▸ Exercise prompt:
Locate each line in the rows below that contains the word "Draw", and copy every such line in full.

▸ Dataset excerpts:
============================================================

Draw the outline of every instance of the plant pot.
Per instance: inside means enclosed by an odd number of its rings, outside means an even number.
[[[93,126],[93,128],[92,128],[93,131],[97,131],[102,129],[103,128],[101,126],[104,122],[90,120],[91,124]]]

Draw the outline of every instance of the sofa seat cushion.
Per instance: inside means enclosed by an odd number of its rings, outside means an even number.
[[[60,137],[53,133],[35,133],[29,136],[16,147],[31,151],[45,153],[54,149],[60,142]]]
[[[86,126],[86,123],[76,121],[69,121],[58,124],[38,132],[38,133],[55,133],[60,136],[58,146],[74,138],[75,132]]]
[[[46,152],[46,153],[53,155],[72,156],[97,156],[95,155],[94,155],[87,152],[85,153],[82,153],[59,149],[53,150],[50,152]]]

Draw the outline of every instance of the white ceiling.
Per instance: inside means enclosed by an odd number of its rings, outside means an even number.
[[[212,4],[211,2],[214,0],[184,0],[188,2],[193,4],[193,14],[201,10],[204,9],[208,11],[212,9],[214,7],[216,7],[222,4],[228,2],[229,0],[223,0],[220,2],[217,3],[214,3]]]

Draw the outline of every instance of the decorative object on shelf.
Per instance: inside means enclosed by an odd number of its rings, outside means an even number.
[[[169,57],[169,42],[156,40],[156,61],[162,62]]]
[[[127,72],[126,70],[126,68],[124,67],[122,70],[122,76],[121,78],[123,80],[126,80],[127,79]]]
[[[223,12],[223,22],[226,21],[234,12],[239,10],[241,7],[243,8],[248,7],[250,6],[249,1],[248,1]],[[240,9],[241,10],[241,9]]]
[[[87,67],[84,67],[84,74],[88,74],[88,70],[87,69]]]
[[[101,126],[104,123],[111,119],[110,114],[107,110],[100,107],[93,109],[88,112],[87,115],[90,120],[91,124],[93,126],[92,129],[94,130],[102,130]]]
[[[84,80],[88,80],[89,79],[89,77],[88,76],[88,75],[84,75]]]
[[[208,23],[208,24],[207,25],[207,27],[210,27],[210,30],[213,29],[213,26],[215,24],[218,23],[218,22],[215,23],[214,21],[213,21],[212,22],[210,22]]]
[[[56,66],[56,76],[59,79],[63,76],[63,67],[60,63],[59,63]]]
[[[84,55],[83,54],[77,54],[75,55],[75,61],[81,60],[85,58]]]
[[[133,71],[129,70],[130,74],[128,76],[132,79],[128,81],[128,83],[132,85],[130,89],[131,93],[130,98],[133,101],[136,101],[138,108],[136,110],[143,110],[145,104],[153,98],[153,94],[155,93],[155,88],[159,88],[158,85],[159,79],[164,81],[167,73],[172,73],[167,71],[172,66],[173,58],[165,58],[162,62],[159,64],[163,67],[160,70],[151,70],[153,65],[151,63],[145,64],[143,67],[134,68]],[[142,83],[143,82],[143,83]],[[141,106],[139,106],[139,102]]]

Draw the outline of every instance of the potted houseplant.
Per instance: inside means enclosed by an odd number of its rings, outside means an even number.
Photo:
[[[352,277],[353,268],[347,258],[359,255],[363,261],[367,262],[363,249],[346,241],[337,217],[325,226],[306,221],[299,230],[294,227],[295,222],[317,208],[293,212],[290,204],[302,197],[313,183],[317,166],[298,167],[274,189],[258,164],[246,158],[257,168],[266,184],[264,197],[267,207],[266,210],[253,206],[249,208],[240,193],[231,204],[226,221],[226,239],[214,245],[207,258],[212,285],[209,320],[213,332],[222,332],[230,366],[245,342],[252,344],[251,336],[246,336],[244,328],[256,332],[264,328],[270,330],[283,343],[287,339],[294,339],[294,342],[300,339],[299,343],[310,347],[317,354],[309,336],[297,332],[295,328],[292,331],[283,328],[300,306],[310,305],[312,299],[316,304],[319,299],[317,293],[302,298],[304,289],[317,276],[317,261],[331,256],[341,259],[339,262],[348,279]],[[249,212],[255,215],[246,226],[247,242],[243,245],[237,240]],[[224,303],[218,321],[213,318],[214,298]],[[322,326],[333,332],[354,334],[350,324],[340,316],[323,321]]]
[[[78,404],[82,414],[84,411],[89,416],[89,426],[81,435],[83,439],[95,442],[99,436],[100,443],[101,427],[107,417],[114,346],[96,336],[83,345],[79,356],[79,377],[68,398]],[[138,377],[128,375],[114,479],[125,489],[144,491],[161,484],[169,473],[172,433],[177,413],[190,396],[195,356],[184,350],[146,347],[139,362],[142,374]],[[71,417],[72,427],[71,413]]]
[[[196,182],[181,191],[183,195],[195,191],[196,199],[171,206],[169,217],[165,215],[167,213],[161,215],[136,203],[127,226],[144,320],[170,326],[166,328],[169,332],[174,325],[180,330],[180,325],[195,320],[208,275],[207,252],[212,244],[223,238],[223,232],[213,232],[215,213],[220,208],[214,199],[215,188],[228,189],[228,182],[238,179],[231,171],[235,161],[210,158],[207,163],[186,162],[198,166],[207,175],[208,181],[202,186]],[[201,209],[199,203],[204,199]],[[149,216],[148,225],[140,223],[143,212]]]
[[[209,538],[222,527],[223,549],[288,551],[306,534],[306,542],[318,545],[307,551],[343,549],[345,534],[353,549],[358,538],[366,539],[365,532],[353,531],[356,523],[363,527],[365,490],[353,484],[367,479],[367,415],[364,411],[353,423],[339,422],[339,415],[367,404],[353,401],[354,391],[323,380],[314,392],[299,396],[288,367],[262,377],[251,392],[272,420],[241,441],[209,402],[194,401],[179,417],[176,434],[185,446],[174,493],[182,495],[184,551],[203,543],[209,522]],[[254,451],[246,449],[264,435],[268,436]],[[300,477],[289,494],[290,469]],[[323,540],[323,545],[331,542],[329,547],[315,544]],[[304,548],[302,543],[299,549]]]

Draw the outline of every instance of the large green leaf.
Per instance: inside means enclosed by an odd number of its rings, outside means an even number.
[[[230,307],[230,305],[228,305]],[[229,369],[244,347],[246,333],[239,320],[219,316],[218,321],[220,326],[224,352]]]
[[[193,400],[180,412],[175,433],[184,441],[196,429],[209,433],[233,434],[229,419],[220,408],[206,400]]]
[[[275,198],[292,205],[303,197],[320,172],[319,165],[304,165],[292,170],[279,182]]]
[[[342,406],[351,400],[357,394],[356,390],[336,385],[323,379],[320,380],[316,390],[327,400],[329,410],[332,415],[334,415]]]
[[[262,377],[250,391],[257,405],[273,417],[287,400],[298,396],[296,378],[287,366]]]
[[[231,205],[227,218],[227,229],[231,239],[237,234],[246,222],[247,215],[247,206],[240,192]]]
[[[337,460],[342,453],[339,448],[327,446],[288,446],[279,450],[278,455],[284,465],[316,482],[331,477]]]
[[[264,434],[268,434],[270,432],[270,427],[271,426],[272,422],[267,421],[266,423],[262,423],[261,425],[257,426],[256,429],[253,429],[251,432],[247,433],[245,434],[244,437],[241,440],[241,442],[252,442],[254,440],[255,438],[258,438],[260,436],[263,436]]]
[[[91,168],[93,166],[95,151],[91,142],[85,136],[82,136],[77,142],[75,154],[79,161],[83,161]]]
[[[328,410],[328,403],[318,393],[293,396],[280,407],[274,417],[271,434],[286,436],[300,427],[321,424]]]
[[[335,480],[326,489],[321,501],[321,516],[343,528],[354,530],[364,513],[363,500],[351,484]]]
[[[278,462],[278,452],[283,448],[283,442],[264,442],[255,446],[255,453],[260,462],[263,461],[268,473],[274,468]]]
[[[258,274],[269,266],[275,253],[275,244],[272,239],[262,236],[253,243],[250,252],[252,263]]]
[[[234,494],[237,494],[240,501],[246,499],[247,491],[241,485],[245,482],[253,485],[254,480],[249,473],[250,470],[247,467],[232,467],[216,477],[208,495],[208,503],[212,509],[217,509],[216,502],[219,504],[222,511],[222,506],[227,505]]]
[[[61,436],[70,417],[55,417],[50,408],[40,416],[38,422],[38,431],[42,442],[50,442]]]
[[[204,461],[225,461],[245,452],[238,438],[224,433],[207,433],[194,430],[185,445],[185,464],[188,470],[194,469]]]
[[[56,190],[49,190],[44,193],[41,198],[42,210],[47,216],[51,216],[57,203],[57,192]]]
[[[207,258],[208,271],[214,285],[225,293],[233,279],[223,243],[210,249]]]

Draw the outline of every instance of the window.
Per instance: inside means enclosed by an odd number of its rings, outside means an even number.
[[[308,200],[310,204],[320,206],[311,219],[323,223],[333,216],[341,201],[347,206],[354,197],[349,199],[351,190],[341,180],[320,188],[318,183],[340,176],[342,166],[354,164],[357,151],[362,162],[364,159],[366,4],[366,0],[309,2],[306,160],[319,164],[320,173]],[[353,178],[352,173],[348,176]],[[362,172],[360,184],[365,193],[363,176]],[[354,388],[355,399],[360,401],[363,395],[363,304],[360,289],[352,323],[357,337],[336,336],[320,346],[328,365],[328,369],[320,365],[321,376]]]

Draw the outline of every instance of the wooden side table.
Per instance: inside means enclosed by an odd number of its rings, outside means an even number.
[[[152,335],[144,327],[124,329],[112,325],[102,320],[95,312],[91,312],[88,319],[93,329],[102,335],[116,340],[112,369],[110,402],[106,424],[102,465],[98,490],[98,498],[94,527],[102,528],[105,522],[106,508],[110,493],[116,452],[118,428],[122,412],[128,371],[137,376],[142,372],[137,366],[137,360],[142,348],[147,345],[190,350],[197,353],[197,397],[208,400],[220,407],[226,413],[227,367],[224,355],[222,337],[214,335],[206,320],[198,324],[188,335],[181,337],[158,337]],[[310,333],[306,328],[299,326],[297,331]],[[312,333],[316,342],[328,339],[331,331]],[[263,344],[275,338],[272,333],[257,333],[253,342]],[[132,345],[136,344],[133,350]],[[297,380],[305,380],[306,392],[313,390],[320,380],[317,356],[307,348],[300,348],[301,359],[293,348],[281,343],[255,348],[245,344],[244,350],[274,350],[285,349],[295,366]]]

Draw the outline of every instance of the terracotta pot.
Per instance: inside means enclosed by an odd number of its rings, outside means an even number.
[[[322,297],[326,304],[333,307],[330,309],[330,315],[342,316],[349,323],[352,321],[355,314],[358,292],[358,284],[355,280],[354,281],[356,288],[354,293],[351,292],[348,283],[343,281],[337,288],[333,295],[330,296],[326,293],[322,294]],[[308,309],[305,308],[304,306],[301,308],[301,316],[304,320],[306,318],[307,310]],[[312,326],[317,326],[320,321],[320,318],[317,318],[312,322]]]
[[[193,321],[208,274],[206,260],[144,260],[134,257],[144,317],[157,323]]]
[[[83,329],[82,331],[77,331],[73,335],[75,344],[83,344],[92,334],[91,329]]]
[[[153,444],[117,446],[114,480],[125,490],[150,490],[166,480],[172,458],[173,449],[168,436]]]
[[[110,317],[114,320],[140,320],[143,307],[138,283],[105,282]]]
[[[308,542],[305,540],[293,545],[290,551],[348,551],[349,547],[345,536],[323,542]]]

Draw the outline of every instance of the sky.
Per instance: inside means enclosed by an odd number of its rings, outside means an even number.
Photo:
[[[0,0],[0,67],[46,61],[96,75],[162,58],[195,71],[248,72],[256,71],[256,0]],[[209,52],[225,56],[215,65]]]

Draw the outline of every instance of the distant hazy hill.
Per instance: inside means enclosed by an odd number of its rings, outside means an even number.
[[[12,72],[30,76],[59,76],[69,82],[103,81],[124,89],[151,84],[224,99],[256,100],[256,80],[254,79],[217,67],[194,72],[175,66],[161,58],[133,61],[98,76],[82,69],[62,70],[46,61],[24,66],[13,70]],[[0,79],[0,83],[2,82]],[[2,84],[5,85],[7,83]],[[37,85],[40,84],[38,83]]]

============================================================

▸ Task solution:
Draw the outline of every instance of the plant pot.
Draw the outline of every instance of the sofa seat cushion.
Draw the outline of every instance of the white ceiling.
Draw the outline of every instance of the decorative object on shelf.
Draw the outline of every instance of the potted houseplant.
Draw the outline of every instance of the large green leaf.
Draw the outline of every instance of the window.
Draw the outline of every instance of the wooden side table.
Draw the outline of every instance of the terracotta pot.
Draw the outline of every instance of the sky.
Draw the outline of every instance of the distant hazy hill.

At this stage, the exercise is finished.